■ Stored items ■
[Start of Attachment]

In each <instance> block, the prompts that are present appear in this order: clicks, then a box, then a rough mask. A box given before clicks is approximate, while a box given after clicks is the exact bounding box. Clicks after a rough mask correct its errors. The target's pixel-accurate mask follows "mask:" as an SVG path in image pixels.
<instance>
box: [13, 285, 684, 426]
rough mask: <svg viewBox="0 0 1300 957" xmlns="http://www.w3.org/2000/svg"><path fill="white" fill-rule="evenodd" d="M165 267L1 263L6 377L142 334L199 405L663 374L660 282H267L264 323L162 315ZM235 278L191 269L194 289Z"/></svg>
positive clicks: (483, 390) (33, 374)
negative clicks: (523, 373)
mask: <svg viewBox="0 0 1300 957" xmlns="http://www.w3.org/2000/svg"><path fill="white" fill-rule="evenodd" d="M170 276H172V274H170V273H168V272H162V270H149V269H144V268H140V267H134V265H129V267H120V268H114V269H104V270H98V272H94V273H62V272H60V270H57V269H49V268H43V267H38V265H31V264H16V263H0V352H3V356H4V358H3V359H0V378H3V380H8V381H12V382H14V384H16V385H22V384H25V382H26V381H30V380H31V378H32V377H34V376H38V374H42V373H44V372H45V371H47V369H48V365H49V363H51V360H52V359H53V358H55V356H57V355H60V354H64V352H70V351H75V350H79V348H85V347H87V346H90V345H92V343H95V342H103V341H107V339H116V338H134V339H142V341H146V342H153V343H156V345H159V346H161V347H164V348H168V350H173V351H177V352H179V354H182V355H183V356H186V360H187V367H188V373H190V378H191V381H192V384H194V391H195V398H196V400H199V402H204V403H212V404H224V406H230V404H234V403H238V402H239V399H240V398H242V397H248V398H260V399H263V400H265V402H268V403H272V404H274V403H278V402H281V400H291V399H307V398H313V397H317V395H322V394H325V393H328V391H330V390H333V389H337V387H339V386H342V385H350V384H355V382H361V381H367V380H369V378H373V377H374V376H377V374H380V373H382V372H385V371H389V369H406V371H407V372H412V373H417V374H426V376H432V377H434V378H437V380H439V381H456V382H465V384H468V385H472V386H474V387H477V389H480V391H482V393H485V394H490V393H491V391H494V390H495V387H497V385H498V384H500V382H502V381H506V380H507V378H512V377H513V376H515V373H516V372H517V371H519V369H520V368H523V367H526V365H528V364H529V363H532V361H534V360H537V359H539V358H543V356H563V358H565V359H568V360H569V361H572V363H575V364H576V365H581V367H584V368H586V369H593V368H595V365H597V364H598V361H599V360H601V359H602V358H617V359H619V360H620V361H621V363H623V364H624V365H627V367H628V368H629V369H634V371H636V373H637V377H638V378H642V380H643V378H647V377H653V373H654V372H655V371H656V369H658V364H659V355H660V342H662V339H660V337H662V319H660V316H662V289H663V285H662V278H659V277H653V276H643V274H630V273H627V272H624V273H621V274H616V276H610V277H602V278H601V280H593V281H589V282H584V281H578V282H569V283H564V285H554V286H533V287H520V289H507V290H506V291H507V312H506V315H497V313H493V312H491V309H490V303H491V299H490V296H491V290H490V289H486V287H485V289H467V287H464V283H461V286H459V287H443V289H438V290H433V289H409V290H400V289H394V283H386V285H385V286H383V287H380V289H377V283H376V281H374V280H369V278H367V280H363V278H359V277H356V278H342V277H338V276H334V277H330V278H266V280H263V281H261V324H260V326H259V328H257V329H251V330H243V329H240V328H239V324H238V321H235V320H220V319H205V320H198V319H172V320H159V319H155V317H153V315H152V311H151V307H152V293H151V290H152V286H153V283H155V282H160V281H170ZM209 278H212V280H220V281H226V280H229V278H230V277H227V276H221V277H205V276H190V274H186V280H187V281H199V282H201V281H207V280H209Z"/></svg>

[End of Attachment]

■ WHAT IS BEING ASKED ■
If a line in the records above has the word "rough", copy it.

■ EXPECTED ANSWER ■
In each <instance> block, the prompts that are present appear in this order: clicks, then a box, then a rough mask. A box given before clicks is approximate, while a box given after clicks is the exact bounding box. Clicks after a rough mask correct its errors. The target's pixel-accurate mask follows "mask:" as an SVG path in image pixels.
rough mask: <svg viewBox="0 0 1300 957" xmlns="http://www.w3.org/2000/svg"><path fill="white" fill-rule="evenodd" d="M165 267L1 263L6 377L142 334L199 405L663 374L660 282H267L264 323L162 315ZM235 278L191 269L194 289Z"/></svg>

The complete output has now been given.